» EXCERPT:
☆ ☆ ☆

Wednesday, November 29, 2006

Freaking Snowstorm - part 2

Its still snowing - I like it. Although my Asthma seems to be getting worse...

Oh well!

Really have nothing to write about today....so here is my random rant

I hate talking to anyone in the morning. Period.

Until I have my cha (tea) - I don't want to look at anyone, don't want to acknowledge anyone and especially don't want to talk to anyone. Everyone knows this about me. Everyone.

Somehow or the other, my in-laws will always try to talk to me in the morning. Regardless of what is happening around me - what the topic is - unless you are going DIE, DO NOT TALK - SILENCE IS FUCKING GOLDEN! (yes, I love Ari Gold) Anyhoo.

I don't think the in-laws talking is deliberate - they love the morning. I clearly don't. If it were upto me I would start all work at 12 noon. But my in-laws love the morning and everything associated with it, including bright freaking halogen lights (topic for some other post). Anyways, so this morning the conversation went like this....

MIL: Do you want some juice

Me: (irritated and sleepy) No.

MIL: Do you want to make some coffee for J (In her head, I don't do enough things for J - I, however, draw the line at coffee)

Me: (Infuriated) No

MIL: Do you think it snowed at night?

Me: (in my head, how the hell should I know, I didn't sit outside all night to see if it snowed...)
(My reply) Silence.

MIL: Bye

Me: ummm.

This is how most conversations in the morning go. Yet, every freaking morning there is something new to talk about. Sometimes I just want to yell but that would break my code. The only reason I don't want to talk is that - I feel compelled to explain my every move to everyone all the time. I don't mind doing that - as usually it shuts people up. In the morning, however, I want to be the one who sets the terms. I want to face the world and everyone in it on my terms - with a warm belly and moisturized face.

I don't think I am asking all that much....do you?

Monday, November 27, 2006

Freaking Snowstorm

Ok so there is a freaking snowstorm in Vancouver.

And guess where am I? At Work. Yes, that's right - I braved the snow and asthma (I woke up at 6 b/c I could not breathe) for work.

Why?

☆ ☆ ☆

» MATERIAL PROVIDED:
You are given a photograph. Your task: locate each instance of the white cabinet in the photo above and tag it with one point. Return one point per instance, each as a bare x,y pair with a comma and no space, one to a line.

☆ ☆ ☆

» TO DO:
- a) Rewrite the snowstorm blog post from the words "MIL: Do you want some" through "(My reply) Silence.", swapping "coffee" for "tea".
- b) Go on with the snowstorm blog post, picking up right after its last line.
The data is separate material and is unrelated to the snowstorm blog post.

» EXERCISE RESULTS:
- a)
MIL: Do you want some juice

Me: (irritated and sleepy) No.

MIL: Do you want to make some tea for J (In her head, I don't do enough things for J - I, however, draw the line at tea)

Me: (Infuriated) No

MIL: Do you think it snowed at night?

Me: (in my head, how the hell should I know, I didn't sit outside all night to see if it snowed...)
(My reply) Silence.

- b)
Because of my Indian work ethic. Yes, as a child I was not allowed to call a sick day. My mother more than my father, although he was close, believed that regardless of your health and the weather around you - if your school is open and the bus is going to get there - you have to be on the bus. Period. No ifs and buts. Get your damn ass on the bus ASAP.

I actually remember running for my school bus with a high fever and asthma. Yes, I caught the bus, I think.

Here is the philosophy - regardless of how you feel in the morning, you get dressed and get to school or work. If you don't feel well later on - you can come home. But no, 'ooh, mommy I feel sick can I stay home'. No, no, there will be none of that.

So here I am, in my something 20s and getting to work in a blasted snowstorm. Why, because that was what I was taught. Oh, did I mention that I am the only one at work and my boss is nowhere to be found....?

This is why those kids in India and China are going to take over. The work ethic. They will bust their asses to get the work done. Rain or shine, asthma or no asthma. Amen friend!

Thursday, November 23, 2006

Grad

As of 1.30 pm November 22 - I am a graduate. Yes, I had my convocation yesterday and yes, I am not ashamed to say that yes, I felt just a bit better than all those mules (read: students) at UBC. Why, cause I got there and they are still stuck going to those damned classes.

Yes, I am one of those I-am-better-than-you people....

Ok, seriously, I am glad I am done - I hope I dont have to go that damned university again. EVER!

Also...





Take that world!

Tuesday, November 21, 2006

New

This sort has to do with my last post. I am still humming the music mentioned there...and thinking....

Do you ever wonder how it would have been to be the first set of humans. I do - all the time. Imagine. Everything around you was new.

Yes, I want that new earth feeling. The emptiness of places. The sandy beaches that were new.



Yes, new. The places that were never walked on before...not the used feeling you get now.

As an early human - you knew that certain places were relatively new. Yes, animals and some other pro-humans had walked there...but it was still new.

Not UNTOUCHED! That's what the colonialists' wanted. No, I don't want that.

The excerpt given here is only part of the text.